Aim of the exercise.
Report every line below that has the string "sign" in it.

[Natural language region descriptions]
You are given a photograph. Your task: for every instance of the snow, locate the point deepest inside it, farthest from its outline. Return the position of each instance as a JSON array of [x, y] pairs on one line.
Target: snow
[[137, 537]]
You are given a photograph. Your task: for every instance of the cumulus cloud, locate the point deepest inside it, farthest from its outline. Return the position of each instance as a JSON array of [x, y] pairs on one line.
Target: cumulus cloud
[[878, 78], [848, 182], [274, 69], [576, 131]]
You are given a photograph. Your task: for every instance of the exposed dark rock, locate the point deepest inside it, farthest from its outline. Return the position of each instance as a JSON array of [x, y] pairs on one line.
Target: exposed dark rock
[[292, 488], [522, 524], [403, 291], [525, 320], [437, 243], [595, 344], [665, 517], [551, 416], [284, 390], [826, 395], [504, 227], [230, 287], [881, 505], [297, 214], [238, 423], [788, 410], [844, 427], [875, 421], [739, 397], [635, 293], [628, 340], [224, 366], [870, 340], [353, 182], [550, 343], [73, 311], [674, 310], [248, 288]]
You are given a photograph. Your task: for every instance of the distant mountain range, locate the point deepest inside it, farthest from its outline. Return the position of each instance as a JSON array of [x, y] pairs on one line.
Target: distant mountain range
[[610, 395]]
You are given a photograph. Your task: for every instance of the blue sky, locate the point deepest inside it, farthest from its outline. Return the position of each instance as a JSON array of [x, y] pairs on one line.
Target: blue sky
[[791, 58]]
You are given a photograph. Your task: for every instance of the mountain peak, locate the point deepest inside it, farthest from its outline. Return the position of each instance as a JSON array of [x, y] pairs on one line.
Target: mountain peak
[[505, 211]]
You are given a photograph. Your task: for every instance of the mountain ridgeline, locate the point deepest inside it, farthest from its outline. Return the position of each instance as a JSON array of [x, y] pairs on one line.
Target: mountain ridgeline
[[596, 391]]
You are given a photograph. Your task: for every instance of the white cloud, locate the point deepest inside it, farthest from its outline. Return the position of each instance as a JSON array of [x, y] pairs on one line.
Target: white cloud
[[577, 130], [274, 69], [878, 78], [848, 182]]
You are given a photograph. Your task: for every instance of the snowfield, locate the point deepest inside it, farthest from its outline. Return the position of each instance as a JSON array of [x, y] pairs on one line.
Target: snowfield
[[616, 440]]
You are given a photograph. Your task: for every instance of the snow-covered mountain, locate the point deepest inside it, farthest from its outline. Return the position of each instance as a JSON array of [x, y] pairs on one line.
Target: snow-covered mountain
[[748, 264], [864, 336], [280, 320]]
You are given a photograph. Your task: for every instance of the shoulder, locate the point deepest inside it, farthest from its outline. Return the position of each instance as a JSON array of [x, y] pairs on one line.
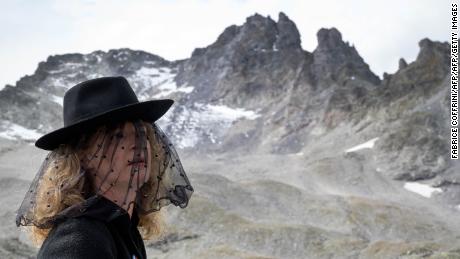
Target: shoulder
[[79, 238]]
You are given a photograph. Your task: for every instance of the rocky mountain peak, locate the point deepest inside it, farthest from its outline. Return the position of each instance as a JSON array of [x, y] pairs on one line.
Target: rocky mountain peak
[[336, 60], [288, 35], [329, 39]]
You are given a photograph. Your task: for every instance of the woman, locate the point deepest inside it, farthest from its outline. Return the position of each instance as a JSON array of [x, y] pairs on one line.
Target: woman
[[110, 170]]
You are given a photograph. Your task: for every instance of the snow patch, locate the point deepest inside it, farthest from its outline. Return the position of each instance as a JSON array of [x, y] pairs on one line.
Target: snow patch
[[206, 121], [14, 131], [368, 144], [422, 189]]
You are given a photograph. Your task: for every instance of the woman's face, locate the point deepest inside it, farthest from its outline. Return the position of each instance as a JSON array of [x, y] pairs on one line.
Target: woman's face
[[119, 161]]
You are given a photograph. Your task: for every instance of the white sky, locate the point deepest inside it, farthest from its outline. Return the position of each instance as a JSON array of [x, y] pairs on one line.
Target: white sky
[[381, 31]]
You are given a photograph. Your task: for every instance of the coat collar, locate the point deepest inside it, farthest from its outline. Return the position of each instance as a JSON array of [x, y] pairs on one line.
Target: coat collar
[[101, 208]]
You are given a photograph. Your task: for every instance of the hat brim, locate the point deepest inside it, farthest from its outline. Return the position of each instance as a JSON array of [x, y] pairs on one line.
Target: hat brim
[[149, 111]]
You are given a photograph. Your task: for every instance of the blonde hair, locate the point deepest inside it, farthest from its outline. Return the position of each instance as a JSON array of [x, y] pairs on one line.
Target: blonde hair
[[61, 187]]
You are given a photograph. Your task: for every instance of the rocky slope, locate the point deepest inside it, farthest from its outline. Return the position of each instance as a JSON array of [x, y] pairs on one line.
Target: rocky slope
[[267, 130]]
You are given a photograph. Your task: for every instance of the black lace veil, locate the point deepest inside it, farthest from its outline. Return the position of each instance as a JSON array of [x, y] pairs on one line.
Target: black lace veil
[[68, 182]]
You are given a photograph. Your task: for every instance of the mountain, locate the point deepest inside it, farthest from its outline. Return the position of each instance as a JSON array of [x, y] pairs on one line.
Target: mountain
[[256, 115]]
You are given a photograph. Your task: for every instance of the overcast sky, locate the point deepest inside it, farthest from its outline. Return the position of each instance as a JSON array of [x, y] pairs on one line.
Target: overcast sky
[[381, 31]]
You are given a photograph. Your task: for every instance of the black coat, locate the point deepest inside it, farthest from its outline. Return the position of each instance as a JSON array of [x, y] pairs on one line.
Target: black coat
[[102, 231]]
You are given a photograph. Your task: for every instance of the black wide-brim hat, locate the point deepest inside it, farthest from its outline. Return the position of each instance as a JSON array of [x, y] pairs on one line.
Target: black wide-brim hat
[[97, 102]]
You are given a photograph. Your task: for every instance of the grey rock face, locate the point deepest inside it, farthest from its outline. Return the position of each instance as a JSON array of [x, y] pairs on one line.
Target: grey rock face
[[275, 121], [335, 59]]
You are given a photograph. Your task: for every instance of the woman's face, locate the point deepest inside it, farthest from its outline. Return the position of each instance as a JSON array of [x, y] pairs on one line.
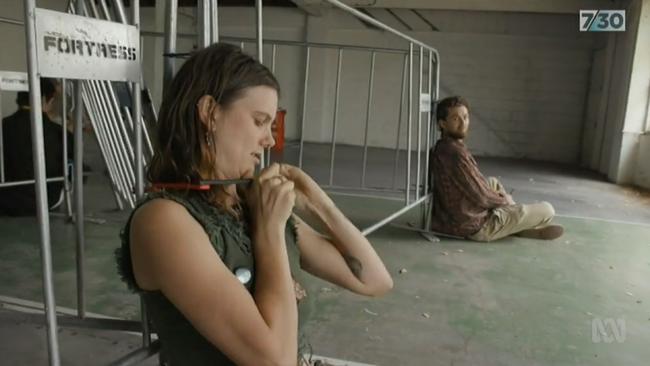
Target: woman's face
[[243, 131]]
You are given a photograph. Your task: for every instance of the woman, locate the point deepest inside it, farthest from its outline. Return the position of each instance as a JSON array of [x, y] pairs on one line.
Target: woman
[[219, 270]]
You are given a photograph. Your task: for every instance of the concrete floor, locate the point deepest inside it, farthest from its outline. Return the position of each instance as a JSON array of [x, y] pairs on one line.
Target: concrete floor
[[511, 302]]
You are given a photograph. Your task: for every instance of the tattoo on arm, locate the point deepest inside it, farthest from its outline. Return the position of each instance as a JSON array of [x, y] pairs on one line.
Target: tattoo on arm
[[354, 265]]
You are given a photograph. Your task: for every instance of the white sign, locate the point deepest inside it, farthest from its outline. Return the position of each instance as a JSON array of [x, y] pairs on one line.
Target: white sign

Your response.
You are given a photograph. Your task: for every instance of the white sign, locate the point deepest inside it, farthest from its outline. Return the position of each instance as a JSON array of [x, y] pairs on one line.
Target: white sign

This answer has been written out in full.